* _RECORDS FOR THE TASK_
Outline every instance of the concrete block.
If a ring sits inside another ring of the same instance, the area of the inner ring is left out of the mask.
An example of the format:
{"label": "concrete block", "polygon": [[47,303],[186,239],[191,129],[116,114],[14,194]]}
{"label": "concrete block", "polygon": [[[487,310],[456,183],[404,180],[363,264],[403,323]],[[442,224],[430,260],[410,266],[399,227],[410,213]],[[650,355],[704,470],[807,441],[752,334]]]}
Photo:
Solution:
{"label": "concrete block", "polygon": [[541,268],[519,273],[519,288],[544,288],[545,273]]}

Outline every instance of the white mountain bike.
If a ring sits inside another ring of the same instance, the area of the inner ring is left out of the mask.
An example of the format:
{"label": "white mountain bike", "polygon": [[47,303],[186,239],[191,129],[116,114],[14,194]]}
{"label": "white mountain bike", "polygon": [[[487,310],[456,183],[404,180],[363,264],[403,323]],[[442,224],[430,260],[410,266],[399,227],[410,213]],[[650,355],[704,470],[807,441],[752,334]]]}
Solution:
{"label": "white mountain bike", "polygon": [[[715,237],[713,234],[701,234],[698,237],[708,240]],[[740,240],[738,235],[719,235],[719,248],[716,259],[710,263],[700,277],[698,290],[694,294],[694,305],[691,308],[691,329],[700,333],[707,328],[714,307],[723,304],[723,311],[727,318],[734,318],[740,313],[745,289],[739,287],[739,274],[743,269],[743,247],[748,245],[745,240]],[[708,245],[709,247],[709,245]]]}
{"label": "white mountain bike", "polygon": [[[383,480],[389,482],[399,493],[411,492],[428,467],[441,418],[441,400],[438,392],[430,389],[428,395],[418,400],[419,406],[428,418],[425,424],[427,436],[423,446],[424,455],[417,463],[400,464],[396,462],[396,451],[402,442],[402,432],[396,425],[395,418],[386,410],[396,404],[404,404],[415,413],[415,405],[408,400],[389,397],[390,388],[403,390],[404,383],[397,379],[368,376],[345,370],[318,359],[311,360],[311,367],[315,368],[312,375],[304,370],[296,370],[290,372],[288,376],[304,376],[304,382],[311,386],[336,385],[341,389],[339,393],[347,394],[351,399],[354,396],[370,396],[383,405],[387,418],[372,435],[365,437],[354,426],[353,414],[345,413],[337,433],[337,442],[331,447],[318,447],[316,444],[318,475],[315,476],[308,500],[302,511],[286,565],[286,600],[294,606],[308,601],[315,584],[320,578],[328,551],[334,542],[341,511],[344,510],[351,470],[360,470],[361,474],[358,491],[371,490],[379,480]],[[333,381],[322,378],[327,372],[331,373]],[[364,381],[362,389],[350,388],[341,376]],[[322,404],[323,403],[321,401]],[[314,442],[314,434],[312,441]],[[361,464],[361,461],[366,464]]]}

* _TASK PROMPT_
Output all of the data again. Match it exactly.

* _TASK OUTPUT_
Outline every instance of the concrete block.
If a ring sits inside another ring of the same instance, the area of the inner ring is left out of the mask.
An example of the format:
{"label": "concrete block", "polygon": [[47,303],[186,239],[191,129],[116,114],[14,194]]}
{"label": "concrete block", "polygon": [[[487,310],[456,183],[404,180],[363,264],[403,323]],[[442,224],[430,260],[410,266],[399,227],[410,213]],[[650,355],[704,470],[807,441],[752,334]]]}
Photo:
Solution:
{"label": "concrete block", "polygon": [[541,268],[519,273],[519,288],[544,288],[545,273]]}

Outline every instance of the white mountain bike.
If a ring sits inside another ring of the same instance, the area of the inner ring is left out of the mask.
An example of the format:
{"label": "white mountain bike", "polygon": [[47,303],[186,239],[191,129],[116,114],[14,194]]}
{"label": "white mountain bike", "polygon": [[[487,310],[456,183],[404,180],[363,264],[403,323]],[[442,224],[430,260],[410,266],[399,227],[410,213]],[[650,355],[704,470],[807,441],[752,334]]]}
Solution:
{"label": "white mountain bike", "polygon": [[[715,237],[713,234],[701,234],[698,237],[708,240]],[[740,240],[738,235],[719,235],[719,248],[716,259],[710,263],[700,277],[698,290],[694,294],[694,305],[691,308],[691,329],[700,333],[707,328],[714,307],[723,304],[723,311],[727,318],[734,318],[740,313],[745,289],[739,287],[739,274],[743,269],[743,247],[748,245],[745,240]],[[708,245],[709,247],[709,245]]]}
{"label": "white mountain bike", "polygon": [[[383,480],[389,482],[399,493],[411,492],[428,467],[441,418],[441,400],[438,392],[430,389],[428,395],[418,400],[419,406],[428,418],[425,424],[427,436],[423,446],[424,455],[417,463],[400,464],[396,462],[396,451],[402,442],[402,432],[396,425],[395,418],[386,410],[396,404],[404,404],[415,413],[415,405],[408,400],[389,397],[390,388],[403,390],[404,383],[397,379],[368,376],[345,370],[318,359],[311,360],[311,367],[315,368],[312,375],[304,370],[296,370],[290,372],[288,376],[304,376],[304,382],[311,386],[336,385],[341,389],[339,393],[347,394],[351,399],[354,396],[370,396],[383,405],[387,418],[372,435],[365,437],[354,426],[353,414],[345,413],[337,433],[337,442],[331,447],[318,447],[316,444],[318,475],[315,476],[308,500],[302,511],[286,565],[286,600],[294,606],[308,601],[315,584],[320,578],[328,551],[334,542],[341,511],[344,510],[351,470],[360,470],[361,474],[358,491],[371,490],[379,480]],[[333,381],[322,378],[327,372],[331,373]],[[364,381],[362,389],[350,388],[341,376]],[[322,404],[323,403],[321,401]],[[314,442],[314,434],[312,441]],[[361,464],[361,461],[366,464]]]}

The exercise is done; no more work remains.